**Fragen**.
[1] Stimmen diese Aussagen mit dem Text über das Blindeninstitut Rückersdorf überein? (a) Der Dachsberg liegt am linken Ufer der Pegnitz. (b) Das Gelände des Instituts ist fünf Hektar groß. (c) Prinz Ludwig von Bayern übernahm das Protektorat des „Vereins zur Bekämpfung der Tuberkulose“ im Jahr 1910. Beantworte jede Aussage mit Ja oder Nein und zitiere die entscheidenden Worte wörtlich.
[2] Setze den Text über das Blindeninstitut Rückersdorf nach seinem letzten Satz fort.

09.01.17

Blindeninstitut Rückersdorf

In Rückersdorf gibt es gegenüber des Bahnhofs das Gelände des Blindeninstituts am Dachsberg.
Der Dachsberg, Namensgeber der Schule, ist ein sanfter Hügel am rechten Ufer der Pegnitz. Wie der gesamte Reichswald, an dessen Rand er liegt, ist er überwiegend mit Fichten bewachsen. Als Ergebnis eines Architektenwettbewerbs entstand auf dem fünf Hektar großen parkartigen Gelände eine großzügige, architektonisch reizvolle Einrichtung. Der Dachsberg wurde zum Synonym für das Blindeninstitut Rückersdorf. 
Ab und zu gibt es dort kulturelle Veranstaltungen und im Gelände ist ein Skulpturenweg eingerichtet.

Mir ist dieses Gelände vertraut, da ich als Kind in den 50-er Jahren dorthin von der Stadt Nürnberg "zur Erholung" geschickt wurde.
Es freut mich sehr, dass das Hauptgebäude mit Anbau erhalten blieb und gut restauriert wurde.
Am Eingang kann man eine interessante Inschrift entdecken:


An der Wand daneben ist noch folgendes Schild angebracht:


Um 1900 herum gab es endlich größere Bemühungen, die "Volksseuche" Tuberkulose zu bekämpfen.

Zitat : Der Anfang der planmäßigen Bekämpfung der Lungentuberkulose als Volkskrankheit in Mittelfranken fällt in das Jahr 1896.
Im März jenes Jahres nämlich gründete sich unter Führung des Oberbürgermeisters der Stadt Nürnberg, des K. Geheimen Hofrates Dr. von Schuh, und unter Mitwirkung verdienstvoller Männer der „Heilstättenverein Nürnberg“, der sich die Errichtung und den Betrieb für Lungenkranke aus dem Volke zur Aufgabe setzte. Seinen Bemühungen gelang es, zu Engelthal, B.-U. Hersbruck, eine Heilsstätte für erkrankte Männer ins Leben zu rufen und im Jahre 1900 ihrem Zwecke zuzuführen.
Zehn Jahre später entstand zu Nürnberg der „Verein zur Bekämpfung der Tuberkulose“ dessen Protektorat im Jahre 1908 seine königliche Hoheit Prinz Ludwig von Bayern übernahm.

**Die Daten**.
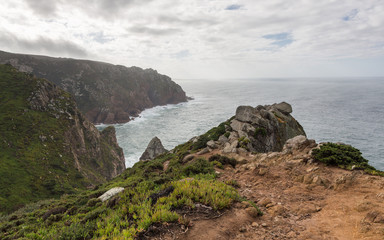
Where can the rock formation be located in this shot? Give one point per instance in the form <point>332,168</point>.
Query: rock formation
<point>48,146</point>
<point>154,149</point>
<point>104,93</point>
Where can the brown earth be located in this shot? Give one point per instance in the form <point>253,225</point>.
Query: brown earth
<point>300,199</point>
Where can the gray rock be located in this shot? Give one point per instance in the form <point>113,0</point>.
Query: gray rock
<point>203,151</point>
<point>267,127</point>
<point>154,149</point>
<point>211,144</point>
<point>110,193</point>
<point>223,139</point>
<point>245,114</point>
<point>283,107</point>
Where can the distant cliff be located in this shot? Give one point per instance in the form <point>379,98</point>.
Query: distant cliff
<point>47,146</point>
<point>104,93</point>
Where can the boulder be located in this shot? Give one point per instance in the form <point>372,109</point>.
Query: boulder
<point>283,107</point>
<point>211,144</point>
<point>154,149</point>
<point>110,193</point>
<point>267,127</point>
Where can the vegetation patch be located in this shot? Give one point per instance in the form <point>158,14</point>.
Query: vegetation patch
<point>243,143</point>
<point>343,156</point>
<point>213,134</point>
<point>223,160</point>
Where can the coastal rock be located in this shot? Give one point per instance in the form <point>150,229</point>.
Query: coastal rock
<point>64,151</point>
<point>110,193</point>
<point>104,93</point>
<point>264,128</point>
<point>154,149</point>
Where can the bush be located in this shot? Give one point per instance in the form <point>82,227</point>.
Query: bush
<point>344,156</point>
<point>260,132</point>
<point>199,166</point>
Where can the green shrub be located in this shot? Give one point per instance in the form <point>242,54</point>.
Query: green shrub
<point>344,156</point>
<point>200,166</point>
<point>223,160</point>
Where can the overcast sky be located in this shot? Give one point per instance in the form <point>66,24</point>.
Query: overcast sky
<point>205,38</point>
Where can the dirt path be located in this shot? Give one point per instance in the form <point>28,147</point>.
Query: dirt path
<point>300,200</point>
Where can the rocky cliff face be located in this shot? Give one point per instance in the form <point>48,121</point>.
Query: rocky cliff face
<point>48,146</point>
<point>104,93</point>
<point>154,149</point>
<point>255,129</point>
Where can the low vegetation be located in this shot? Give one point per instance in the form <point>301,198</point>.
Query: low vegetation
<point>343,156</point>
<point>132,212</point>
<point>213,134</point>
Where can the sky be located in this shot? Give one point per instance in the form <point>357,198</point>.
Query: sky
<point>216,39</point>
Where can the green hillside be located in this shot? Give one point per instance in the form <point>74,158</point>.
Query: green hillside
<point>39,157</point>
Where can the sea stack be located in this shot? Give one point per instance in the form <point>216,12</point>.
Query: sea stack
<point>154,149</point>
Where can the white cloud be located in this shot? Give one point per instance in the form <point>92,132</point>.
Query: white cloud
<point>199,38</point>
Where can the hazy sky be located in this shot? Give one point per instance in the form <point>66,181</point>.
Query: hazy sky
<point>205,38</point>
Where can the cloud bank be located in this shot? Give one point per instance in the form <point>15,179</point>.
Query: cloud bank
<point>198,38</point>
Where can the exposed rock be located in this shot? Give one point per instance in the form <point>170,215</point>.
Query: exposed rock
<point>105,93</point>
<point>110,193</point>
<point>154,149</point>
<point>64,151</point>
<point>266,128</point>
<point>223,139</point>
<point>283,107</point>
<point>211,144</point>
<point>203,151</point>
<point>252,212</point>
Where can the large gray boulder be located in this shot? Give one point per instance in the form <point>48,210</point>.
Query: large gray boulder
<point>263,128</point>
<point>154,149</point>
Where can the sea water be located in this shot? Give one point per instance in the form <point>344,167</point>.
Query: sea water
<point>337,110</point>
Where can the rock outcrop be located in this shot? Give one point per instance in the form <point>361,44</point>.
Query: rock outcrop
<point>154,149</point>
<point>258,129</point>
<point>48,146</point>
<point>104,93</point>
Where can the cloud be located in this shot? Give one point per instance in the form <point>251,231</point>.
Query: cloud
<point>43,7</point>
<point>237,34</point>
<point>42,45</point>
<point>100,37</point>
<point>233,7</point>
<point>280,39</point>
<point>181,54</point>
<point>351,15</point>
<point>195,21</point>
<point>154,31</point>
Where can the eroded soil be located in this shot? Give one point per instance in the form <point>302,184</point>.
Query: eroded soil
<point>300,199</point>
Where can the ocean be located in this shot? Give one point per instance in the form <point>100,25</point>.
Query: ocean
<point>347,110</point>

**Ergebnisse je Aufgabe**.
[1]
(a) Nein: „ein sanfter Hügel am rechten Ufer der Pegnitz“
(b) Ja: „auf dem fünf Hektar großen parkartigen Gelände“
(c) Nein: „dessen Protektorat im Jahre 1908 seine königliche Hoheit Prinz Ludwig von Bayern übernahm“

[2]
Die von diesem Vereine auf unsere Anregung geschaffene Auskunfts- und Fürsorgestelle für Lungenkranke unter Leitung des K. Hofrates Dr. Flatau und des praktischen Arztes Dr. A. Frankenburger entwickelt eine ebenso ausgedehnte wie ersprießliche Tätigkeit.
Zugute kommt ihm dabei die hochherzige Stiftung des K. Kommerzienrates Schramm in Nürnberg, der dem Vereine eine groß angelegte, von Männern wie Frauen besuchte Walderholungsstätte in der Nähe von Rückersdorf, B.-U. Lauf, zu Eigentum überwies.
Durch Angliederung einer Abteilung für Kinder mit Waldschule soll einem mehrfach gefühlten Bedürfnisse abgeholfen werden.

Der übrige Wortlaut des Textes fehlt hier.